### How to complete this task
Repeat exactly the lines from the first line of the records through the line containing "Localize man standing", and nothing more.

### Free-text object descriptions
○ ○ ○ ○ ○

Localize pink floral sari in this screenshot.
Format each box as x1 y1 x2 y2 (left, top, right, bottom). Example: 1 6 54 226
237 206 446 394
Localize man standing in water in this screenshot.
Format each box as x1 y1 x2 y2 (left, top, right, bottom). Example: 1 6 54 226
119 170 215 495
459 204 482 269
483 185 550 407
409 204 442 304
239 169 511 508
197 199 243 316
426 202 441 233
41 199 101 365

○ ○ ○ ○ ○

### Response box
Localize pink floral sari in this screenshot.
Format each box as x1 y1 x2 y2 (left, top, right, bottom). Example: 1 6 54 226
237 206 446 394
Localize man standing in water in this screenshot.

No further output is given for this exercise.